» Data to process:

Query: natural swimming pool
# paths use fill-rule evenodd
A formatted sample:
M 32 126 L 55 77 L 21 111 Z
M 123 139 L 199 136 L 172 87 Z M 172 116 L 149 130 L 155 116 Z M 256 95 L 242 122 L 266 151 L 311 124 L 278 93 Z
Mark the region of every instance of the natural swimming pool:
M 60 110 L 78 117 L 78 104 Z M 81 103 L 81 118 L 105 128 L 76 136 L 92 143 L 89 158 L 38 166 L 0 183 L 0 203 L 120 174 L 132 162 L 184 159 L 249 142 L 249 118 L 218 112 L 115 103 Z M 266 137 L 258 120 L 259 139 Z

» Your task: Format the lines above as a JSON list of strings, one string per line, leaving out any blank lines.

» Correct output:
[
  "Query: natural swimming pool",
  "# paths use fill-rule evenodd",
  "A formatted sample:",
  "M 32 126 L 55 77 L 21 111 Z",
  "M 123 139 L 199 136 L 172 87 Z M 172 116 L 149 130 L 155 116 Z M 256 95 L 242 122 L 266 151 L 311 124 L 278 93 Z",
  "Mark the region of every instance of the natural swimming pool:",
  "M 60 110 L 78 117 L 78 104 Z M 81 103 L 81 118 L 105 128 L 76 136 L 92 143 L 89 158 L 38 166 L 0 183 L 0 203 L 120 174 L 132 162 L 184 159 L 249 142 L 249 118 L 218 112 L 115 103 Z M 266 137 L 258 120 L 259 139 Z"
]